> [Collected data]
----------------

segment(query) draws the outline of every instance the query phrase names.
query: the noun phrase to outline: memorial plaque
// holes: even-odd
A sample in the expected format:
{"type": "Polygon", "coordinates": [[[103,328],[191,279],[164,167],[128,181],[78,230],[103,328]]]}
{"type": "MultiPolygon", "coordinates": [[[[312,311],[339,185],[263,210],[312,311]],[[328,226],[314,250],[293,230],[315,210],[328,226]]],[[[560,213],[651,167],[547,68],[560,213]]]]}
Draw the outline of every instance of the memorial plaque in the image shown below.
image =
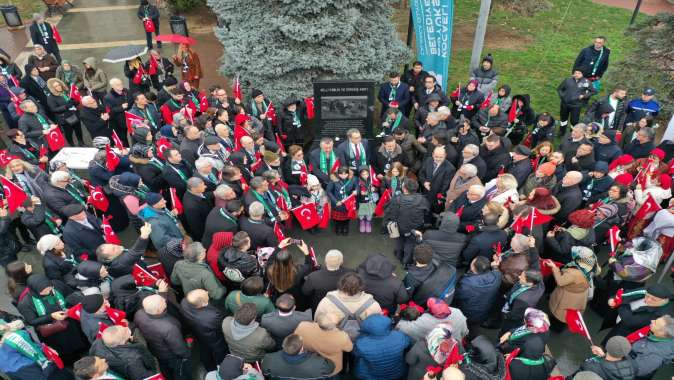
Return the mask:
{"type": "Polygon", "coordinates": [[[374,86],[374,81],[367,80],[314,82],[318,136],[343,139],[347,130],[357,128],[371,138],[374,86]]]}

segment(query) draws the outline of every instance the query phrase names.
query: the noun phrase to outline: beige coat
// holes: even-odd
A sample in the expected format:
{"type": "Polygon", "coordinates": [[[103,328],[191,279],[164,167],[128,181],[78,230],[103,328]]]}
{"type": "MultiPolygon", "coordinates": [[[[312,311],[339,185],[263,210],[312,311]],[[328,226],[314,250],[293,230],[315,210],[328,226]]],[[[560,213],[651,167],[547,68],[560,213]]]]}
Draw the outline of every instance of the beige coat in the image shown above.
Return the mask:
{"type": "MultiPolygon", "coordinates": [[[[361,292],[358,295],[355,296],[348,296],[339,290],[333,290],[331,292],[328,292],[328,294],[332,294],[335,297],[337,297],[344,306],[346,306],[349,311],[352,313],[355,313],[358,308],[365,303],[368,299],[372,298],[372,294],[361,292]]],[[[327,297],[324,297],[321,302],[318,303],[318,306],[316,307],[316,312],[314,313],[314,320],[316,318],[323,314],[323,313],[333,313],[335,315],[340,316],[341,318],[344,318],[344,313],[342,313],[337,306],[335,306],[332,301],[330,301],[327,297]]],[[[379,314],[381,313],[381,306],[379,306],[379,303],[375,301],[373,304],[371,304],[367,309],[365,309],[365,312],[362,313],[361,315],[357,316],[361,320],[364,320],[365,318],[369,317],[372,314],[379,314]]]]}
{"type": "Polygon", "coordinates": [[[482,181],[480,181],[477,176],[469,179],[468,182],[464,182],[463,184],[457,186],[456,182],[458,180],[459,175],[457,174],[449,183],[449,188],[447,189],[447,194],[445,195],[445,210],[449,209],[449,205],[452,204],[452,201],[463,194],[464,191],[467,191],[469,187],[473,185],[482,185],[482,181]]]}
{"type": "Polygon", "coordinates": [[[353,343],[347,333],[339,329],[323,330],[318,323],[300,322],[295,334],[302,337],[306,350],[315,352],[335,364],[332,375],[342,371],[343,353],[353,350],[353,343]]]}
{"type": "Polygon", "coordinates": [[[589,282],[579,269],[565,268],[553,271],[557,287],[550,295],[550,312],[560,321],[566,321],[566,309],[581,312],[587,306],[587,289],[589,282]]]}

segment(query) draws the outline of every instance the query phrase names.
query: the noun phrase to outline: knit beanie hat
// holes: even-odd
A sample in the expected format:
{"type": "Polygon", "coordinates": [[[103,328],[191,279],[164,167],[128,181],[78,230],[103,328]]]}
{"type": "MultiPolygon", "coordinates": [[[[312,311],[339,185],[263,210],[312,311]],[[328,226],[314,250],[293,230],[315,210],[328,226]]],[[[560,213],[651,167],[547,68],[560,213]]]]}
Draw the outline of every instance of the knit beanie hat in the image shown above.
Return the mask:
{"type": "Polygon", "coordinates": [[[82,298],[82,310],[93,314],[103,306],[103,296],[100,294],[91,294],[82,298]]]}
{"type": "Polygon", "coordinates": [[[145,197],[145,202],[149,204],[150,206],[154,206],[159,201],[161,201],[163,198],[159,193],[148,193],[147,196],[145,197]]]}
{"type": "Polygon", "coordinates": [[[552,162],[546,162],[541,164],[538,167],[538,172],[543,174],[544,176],[551,176],[555,174],[555,170],[557,169],[557,165],[553,164],[552,162]]]}
{"type": "Polygon", "coordinates": [[[630,353],[632,345],[624,336],[614,336],[606,342],[606,353],[614,358],[623,358],[630,353]]]}
{"type": "Polygon", "coordinates": [[[56,235],[44,235],[38,240],[37,244],[35,245],[35,248],[37,248],[37,251],[40,252],[41,255],[45,255],[48,251],[51,251],[56,247],[56,243],[59,242],[59,237],[56,235]]]}

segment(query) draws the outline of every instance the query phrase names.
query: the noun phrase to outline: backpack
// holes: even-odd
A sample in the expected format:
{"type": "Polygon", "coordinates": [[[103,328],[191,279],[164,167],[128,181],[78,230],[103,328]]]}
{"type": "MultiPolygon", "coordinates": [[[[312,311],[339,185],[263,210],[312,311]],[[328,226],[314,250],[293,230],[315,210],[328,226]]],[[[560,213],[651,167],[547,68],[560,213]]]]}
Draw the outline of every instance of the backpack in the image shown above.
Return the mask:
{"type": "Polygon", "coordinates": [[[342,321],[339,323],[339,329],[347,333],[352,341],[356,340],[358,335],[360,335],[360,323],[362,322],[359,316],[374,303],[374,298],[370,298],[365,301],[355,312],[352,313],[342,303],[342,301],[340,301],[339,298],[335,297],[334,295],[327,294],[325,297],[329,299],[330,302],[332,302],[332,304],[335,305],[344,314],[344,319],[342,319],[342,321]]]}
{"type": "Polygon", "coordinates": [[[223,271],[222,274],[225,275],[225,278],[227,278],[231,282],[243,282],[246,278],[243,277],[243,274],[241,274],[241,271],[238,270],[237,268],[232,268],[232,267],[226,267],[223,271]]]}

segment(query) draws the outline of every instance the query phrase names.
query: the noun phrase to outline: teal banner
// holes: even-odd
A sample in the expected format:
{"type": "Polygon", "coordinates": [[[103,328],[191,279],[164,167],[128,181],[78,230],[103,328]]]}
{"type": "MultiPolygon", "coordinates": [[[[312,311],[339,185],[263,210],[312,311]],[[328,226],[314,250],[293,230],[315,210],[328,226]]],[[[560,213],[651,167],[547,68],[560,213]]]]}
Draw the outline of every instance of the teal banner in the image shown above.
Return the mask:
{"type": "Polygon", "coordinates": [[[411,0],[417,60],[447,90],[454,0],[411,0]]]}

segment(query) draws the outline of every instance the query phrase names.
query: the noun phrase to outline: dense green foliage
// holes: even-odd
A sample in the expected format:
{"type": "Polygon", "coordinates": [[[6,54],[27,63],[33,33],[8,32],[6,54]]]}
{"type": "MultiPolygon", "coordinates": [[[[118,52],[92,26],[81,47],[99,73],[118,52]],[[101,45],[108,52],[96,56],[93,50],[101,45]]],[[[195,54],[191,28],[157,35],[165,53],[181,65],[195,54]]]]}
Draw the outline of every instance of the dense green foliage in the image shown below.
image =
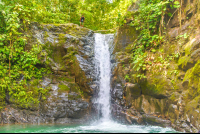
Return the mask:
{"type": "Polygon", "coordinates": [[[38,97],[46,92],[27,85],[29,80],[40,79],[42,72],[46,72],[45,68],[37,67],[41,46],[35,44],[31,50],[25,49],[28,36],[23,33],[28,29],[31,10],[18,4],[4,6],[2,3],[0,10],[0,106],[7,94],[10,102],[28,107],[38,103],[38,97]]]}
{"type": "MultiPolygon", "coordinates": [[[[6,94],[10,101],[28,106],[38,103],[45,89],[28,88],[32,79],[40,79],[42,72],[38,67],[41,47],[37,44],[26,50],[27,38],[24,33],[30,22],[39,23],[75,23],[80,16],[85,17],[84,26],[92,30],[116,29],[124,20],[133,17],[130,23],[140,32],[138,39],[131,44],[133,69],[138,72],[134,77],[145,78],[139,70],[146,70],[151,62],[146,61],[146,50],[155,52],[164,42],[164,15],[166,8],[178,8],[174,0],[140,0],[136,12],[127,13],[127,8],[135,0],[2,0],[0,3],[0,101],[5,102],[6,94]],[[126,15],[125,15],[126,14],[126,15]]],[[[170,15],[170,14],[169,14],[170,15]]],[[[160,62],[166,64],[162,57],[160,62]]],[[[130,79],[130,76],[126,76],[130,79]]]]}
{"type": "Polygon", "coordinates": [[[135,0],[12,0],[5,5],[22,5],[32,21],[40,23],[75,23],[85,17],[84,26],[92,30],[108,30],[119,25],[126,9],[135,0]]]}
{"type": "MultiPolygon", "coordinates": [[[[152,64],[145,60],[147,58],[146,51],[155,52],[164,42],[164,15],[167,13],[166,9],[169,5],[171,8],[178,8],[179,2],[174,0],[141,0],[138,11],[126,16],[127,18],[133,16],[134,19],[130,25],[140,32],[137,41],[131,44],[133,69],[138,72],[138,74],[133,74],[134,77],[146,78],[143,73],[139,72],[139,70],[146,70],[147,66],[152,64]]],[[[160,61],[166,65],[162,57],[160,61]]]]}
{"type": "Polygon", "coordinates": [[[38,104],[47,92],[34,87],[48,70],[38,57],[42,55],[41,45],[26,48],[31,22],[79,24],[83,14],[84,27],[108,30],[121,24],[131,3],[132,0],[1,0],[0,108],[6,101],[21,107],[38,104]]]}

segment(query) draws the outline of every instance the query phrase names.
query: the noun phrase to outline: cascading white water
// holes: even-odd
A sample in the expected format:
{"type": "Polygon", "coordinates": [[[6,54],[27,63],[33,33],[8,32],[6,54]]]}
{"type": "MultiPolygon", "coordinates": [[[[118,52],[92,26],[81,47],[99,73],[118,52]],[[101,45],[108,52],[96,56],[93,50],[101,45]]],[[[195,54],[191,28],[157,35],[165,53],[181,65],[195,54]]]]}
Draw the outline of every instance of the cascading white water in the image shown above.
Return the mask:
{"type": "MultiPolygon", "coordinates": [[[[34,132],[34,133],[175,133],[176,131],[171,128],[162,128],[158,126],[144,126],[144,125],[124,125],[114,122],[110,119],[110,77],[111,77],[111,65],[110,65],[110,52],[109,45],[113,41],[112,34],[95,34],[95,65],[97,71],[97,80],[99,81],[99,96],[95,103],[99,104],[99,111],[101,112],[102,118],[97,122],[90,125],[80,126],[66,126],[58,124],[52,125],[41,125],[41,126],[27,126],[23,125],[19,128],[6,126],[8,128],[0,127],[0,132],[34,132]],[[34,128],[34,129],[33,129],[34,128]],[[6,130],[5,130],[6,129],[6,130]]],[[[45,80],[42,85],[46,85],[49,80],[45,80]]],[[[52,87],[55,91],[57,86],[52,87]]]]}
{"type": "Polygon", "coordinates": [[[110,52],[109,43],[112,40],[111,34],[95,34],[95,66],[99,76],[99,95],[97,102],[102,118],[101,120],[110,120],[110,52]]]}

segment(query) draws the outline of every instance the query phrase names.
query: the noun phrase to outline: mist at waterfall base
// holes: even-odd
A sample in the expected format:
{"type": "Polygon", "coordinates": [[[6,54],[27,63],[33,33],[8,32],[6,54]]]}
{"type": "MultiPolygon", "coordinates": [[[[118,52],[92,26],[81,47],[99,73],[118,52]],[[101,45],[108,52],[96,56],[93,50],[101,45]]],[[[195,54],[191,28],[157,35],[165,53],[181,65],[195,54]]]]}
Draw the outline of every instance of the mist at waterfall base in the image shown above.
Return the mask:
{"type": "Polygon", "coordinates": [[[99,119],[91,124],[39,124],[6,125],[0,127],[0,133],[175,133],[172,128],[145,125],[124,125],[112,121],[110,110],[110,52],[112,34],[95,34],[95,68],[99,81],[98,98],[94,101],[99,111],[99,119]]]}

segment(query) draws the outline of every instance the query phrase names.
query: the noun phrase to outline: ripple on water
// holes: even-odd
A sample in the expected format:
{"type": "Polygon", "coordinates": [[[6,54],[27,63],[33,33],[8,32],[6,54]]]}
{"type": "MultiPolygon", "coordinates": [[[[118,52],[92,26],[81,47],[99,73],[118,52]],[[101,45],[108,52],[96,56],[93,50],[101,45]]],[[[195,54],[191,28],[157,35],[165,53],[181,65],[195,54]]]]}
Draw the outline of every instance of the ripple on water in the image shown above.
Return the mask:
{"type": "Polygon", "coordinates": [[[91,125],[7,125],[0,133],[178,133],[172,128],[145,125],[123,125],[113,121],[94,122],[91,125]]]}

----------------

> [Exercise description]
Repeat exactly the lines from the start of the entries down to the line with "Draw the outline of every instance of the beige", keeping both ends but none of the pictures.

> [Output for this task]
segment(query) draws the outline of every instance the query phrase names.
query: the noun phrase to outline: memorial plaque
// holes: even-odd
A sample in the expected format:
{"type": "Polygon", "coordinates": [[[103,328],[191,279],[164,167],[128,181],[78,230],[103,328]]]}
{"type": "MultiPolygon", "coordinates": [[[[312,311],[339,185],[263,210],[312,311]],[[328,226],[314,250],[293,230],[315,210],[328,226]]],[[[560,213],[651,167],[547,68],[560,213]]]]}
Draw the outline of every instance of the memorial plaque in the image shown below.
image =
Return the mask:
{"type": "Polygon", "coordinates": [[[374,86],[374,81],[367,80],[314,82],[318,136],[343,139],[347,130],[357,128],[371,138],[374,86]]]}

segment(query) draws the outline of every instance the query phrase names.
query: the noun phrase to outline: beige coat
// holes: even-odd
A sample in the expected format:
{"type": "Polygon", "coordinates": [[[103,328],[191,279],[164,167],[128,181],[78,230],[103,328]]]}
{"type": "MultiPolygon", "coordinates": [[[[312,311],[339,185],[263,210],[312,311]],[[328,226],[314,250],[293,230],[315,210],[328,226]]],[[[560,213],[651,167],[547,68],[560,213]]]]}
Draw the outline of every instance of the beige coat in the image shown above.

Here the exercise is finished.